What to do
Please give again the lines starting with the line that contains "The service MUST place a point on the building" and going on through the line that contains "Query: building roof", substituting "church steeple" for "building roof" and leaving all else unchanged.

Data to process
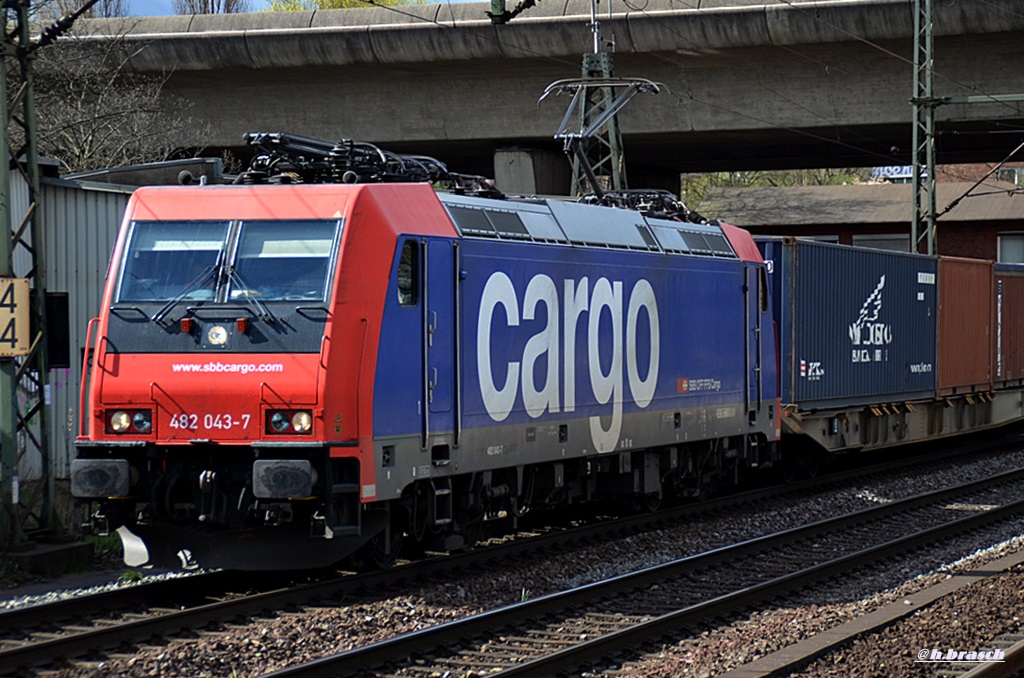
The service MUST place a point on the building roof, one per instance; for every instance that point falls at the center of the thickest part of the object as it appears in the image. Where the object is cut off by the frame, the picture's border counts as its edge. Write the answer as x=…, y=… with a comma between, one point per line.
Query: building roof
...
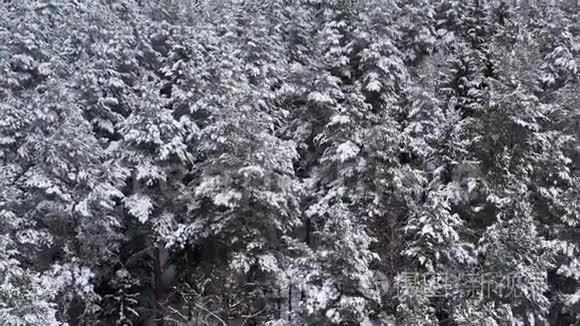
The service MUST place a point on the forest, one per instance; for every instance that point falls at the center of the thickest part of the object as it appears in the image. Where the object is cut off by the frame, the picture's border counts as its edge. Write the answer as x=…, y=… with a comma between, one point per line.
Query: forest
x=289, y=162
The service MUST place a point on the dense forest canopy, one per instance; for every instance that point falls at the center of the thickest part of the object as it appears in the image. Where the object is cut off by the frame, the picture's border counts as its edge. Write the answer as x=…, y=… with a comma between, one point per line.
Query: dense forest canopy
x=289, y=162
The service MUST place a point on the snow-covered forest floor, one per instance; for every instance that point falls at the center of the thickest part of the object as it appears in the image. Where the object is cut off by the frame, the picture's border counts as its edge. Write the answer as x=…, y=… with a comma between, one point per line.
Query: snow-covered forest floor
* * *
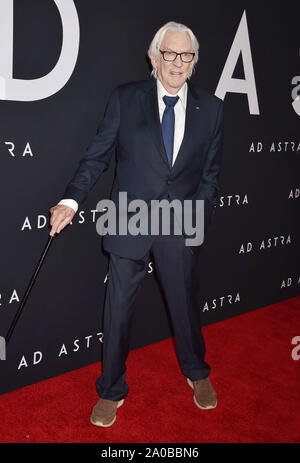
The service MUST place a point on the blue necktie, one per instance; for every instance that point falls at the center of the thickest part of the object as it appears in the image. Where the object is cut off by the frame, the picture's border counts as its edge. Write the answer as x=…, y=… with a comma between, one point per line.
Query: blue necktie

Full response
The service MUST place a point on the church steeple, one per instance; for every instance that point falls at the center of the thickest part of the object as it appears in the image. Where the object is cut off by the frame, the picture's border counts as its edge. Write the answer as x=…, y=… with a comma between, one point per line.
Query: church steeple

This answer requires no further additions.